Test 1 Review B: Questions

R1b.1.

In an earlier question, we implemented a ThreadHolder class, where threads could call the awaitRelease method to stall until another thread calls release with a number saying how many threads stuck in awaitRelease should be released. (You should assume that release is only called when there are enough threads stalling that all can be released immediately.)

public class ThreadHolder {

    private int released = 0;

    private Object lock = new Object();



    public void awaitRelease() {

        synchronized (lock) {

            while (released <= 0) {

                try { lock.wait(); } catch (InterruptedException e) {}

            }

            --released;

        }

    }



    public void release(int n) {

        synchronized (lock) {

            released += n;

            lock.notifyAll();

        }

    }

}

This solution, though, is prone to starvation even if a thread regularly calls release with a positive parameter n. Explain how starvation may occur, and repair the code so starvation will not occur.

R1b.2.

Summarize what happens with a semaphore's DOWN operation.

R1b.3.

Java's built-in Semaphore class implements semaphores, including a constructor taking an int parameter giving the initial value, a no-argument acquire method equivalent to the DOWN operation, and a no-argument release method equivalent to the UP operation.

Below is the skeleton of a Web server. Using the Semaphore class, how could you modify it so that no more than 5 Responders will be active at any time?

public class WebServer {

    private class Responder implements Runnable {

        public void run() {

            // (omitted) receive request



            // (omitted) send response to client



            // TODO: tell "main" we are done

        }

    }



    private void doMain() {

        // (omitted) start the server listening

        while (true) {

            // (omitted) accept connection from client



            // TODO: wait until less than 5 Responders are active



            // start thread to service client

            Responder responder = new Responder();

            // (omitted) initialize responder

            new Thread(responder).start()

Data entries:

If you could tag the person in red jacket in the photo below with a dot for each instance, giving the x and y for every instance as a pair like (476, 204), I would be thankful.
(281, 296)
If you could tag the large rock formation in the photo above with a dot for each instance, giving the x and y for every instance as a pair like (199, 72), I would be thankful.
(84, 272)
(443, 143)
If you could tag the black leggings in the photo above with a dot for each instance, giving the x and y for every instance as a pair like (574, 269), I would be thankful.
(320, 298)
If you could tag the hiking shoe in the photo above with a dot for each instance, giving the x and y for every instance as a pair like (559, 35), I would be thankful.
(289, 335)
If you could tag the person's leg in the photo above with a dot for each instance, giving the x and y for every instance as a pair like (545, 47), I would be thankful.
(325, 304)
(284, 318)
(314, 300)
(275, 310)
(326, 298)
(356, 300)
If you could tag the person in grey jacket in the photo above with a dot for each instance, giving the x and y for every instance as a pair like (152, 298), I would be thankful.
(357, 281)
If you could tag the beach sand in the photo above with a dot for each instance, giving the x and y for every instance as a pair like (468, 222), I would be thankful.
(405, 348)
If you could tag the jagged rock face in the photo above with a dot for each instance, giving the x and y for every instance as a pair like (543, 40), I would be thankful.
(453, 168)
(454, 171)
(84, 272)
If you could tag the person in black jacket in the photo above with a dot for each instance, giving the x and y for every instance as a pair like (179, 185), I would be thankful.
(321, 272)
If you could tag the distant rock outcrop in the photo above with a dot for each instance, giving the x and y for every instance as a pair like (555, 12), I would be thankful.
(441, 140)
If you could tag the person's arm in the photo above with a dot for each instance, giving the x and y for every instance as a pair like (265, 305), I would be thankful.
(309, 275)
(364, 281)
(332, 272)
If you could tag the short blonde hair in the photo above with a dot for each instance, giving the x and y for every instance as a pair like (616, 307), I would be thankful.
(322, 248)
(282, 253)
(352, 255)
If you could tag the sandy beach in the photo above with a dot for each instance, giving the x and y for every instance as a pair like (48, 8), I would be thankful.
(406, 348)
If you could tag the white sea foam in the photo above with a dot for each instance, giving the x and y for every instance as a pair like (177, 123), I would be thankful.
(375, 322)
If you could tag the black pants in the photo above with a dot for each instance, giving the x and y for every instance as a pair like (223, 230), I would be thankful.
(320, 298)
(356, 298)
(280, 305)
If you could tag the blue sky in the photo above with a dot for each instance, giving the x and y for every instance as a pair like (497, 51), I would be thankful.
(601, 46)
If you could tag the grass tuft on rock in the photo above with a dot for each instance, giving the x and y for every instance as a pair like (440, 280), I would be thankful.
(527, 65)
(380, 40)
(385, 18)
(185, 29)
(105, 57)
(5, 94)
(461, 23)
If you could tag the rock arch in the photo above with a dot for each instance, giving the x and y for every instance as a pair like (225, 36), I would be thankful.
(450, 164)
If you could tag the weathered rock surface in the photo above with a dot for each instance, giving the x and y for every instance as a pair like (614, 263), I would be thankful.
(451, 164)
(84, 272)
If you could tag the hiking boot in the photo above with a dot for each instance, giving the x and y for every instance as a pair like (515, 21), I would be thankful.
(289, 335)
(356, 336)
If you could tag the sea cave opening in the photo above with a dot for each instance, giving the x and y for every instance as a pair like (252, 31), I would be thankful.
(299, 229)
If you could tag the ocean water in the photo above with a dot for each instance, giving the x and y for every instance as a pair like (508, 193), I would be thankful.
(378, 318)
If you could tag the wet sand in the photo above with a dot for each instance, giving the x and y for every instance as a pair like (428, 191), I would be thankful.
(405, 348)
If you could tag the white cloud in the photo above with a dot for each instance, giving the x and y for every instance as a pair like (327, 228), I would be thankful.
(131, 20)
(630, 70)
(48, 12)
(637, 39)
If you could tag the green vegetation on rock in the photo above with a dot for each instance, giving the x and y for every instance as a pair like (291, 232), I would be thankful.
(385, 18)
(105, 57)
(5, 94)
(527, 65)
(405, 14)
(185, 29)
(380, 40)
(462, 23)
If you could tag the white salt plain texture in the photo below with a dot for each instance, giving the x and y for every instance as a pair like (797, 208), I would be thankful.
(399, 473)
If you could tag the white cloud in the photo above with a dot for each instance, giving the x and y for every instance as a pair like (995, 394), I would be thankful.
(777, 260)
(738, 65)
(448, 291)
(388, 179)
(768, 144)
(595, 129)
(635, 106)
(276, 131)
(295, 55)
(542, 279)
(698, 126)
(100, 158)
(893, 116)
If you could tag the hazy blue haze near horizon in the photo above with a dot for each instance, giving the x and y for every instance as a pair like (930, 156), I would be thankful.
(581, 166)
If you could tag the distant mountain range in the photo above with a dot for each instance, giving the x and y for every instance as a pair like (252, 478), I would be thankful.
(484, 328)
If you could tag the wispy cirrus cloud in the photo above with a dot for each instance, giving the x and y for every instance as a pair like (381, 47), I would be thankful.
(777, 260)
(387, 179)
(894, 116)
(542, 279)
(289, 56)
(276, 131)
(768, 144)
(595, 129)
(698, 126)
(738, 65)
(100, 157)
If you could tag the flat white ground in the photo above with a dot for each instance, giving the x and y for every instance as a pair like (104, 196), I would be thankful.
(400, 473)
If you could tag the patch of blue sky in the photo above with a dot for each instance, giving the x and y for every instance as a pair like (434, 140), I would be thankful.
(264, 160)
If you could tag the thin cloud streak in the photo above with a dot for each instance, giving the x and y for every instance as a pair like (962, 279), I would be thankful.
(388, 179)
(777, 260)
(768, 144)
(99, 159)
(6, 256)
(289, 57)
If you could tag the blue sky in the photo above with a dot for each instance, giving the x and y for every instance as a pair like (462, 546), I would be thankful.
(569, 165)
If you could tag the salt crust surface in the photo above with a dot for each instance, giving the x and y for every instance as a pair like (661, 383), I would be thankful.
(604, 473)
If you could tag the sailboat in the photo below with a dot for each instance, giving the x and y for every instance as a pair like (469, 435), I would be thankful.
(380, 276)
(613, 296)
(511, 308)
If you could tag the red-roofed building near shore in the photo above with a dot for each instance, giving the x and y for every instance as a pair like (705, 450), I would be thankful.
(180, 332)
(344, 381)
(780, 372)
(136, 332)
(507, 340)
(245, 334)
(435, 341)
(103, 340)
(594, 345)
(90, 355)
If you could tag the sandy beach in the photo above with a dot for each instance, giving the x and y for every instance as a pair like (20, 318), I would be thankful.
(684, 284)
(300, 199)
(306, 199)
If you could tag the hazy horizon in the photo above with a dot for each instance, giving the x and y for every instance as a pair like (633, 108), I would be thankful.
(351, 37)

__OBJECTIVE__
Extend the Java concurrency review above, continuing straight on from its final line.

__REPLY TO THE EXERCISE__
        }

    }



    public static void main(String[] args) {

        new WebServer().doMain();

    }

}

R1b.4.

Using no other primitives but the Semaphore class, complete the following Barrier class so that each thread calling awaitOthers stalls within the method until the tenth, whereupon all ten threads return from awaitOthers.

public class Barrier {





    public void awaitOthers() {





    }

}

R1b.5.

Many processors provide a test-and-set machine language instruction to help an OS provide synchronization. Given a register and memory address as arguments, it places the current value in the provided memory address into the register and then updates the memory address to be 1. In C pseudocode, we can implement a critical section as follows.

while (test_and_set(lock_addr) != 0); // wait until lock changed from 0

// CRITICAL SECTION HERE

*lock_addr = 0;                       // reset lock to 0 to release it

Now suppose we need two locks lock0 and lock1 before entering a critical section. The straghtforward way to accomplish this is the following.

while (test_and_set(lock0) != 0); // first acquire lock0

while (test_and_set(lock1) != 0); // then acquire lock1

// CRITICAL SECTION HERE

*lock1 = 0;                       // release lock1

*lock0 = 0;                       // release lock0

However, this holds on to the first lock for an indefinite period (until the second lock becomes available) before entering the critical section. It would be better to avoid this. How could we rewrite this so that no lock is held for a long period of time?

R1b.6.

We discussed the relative merits of implementing threads as a kernel-independent user library (user-level threads) and of implementing threads via system calls to the kernel (kernel-level threads). Explain an advantage of one of the approaches over the other. Be sure to mention which approach your point supports.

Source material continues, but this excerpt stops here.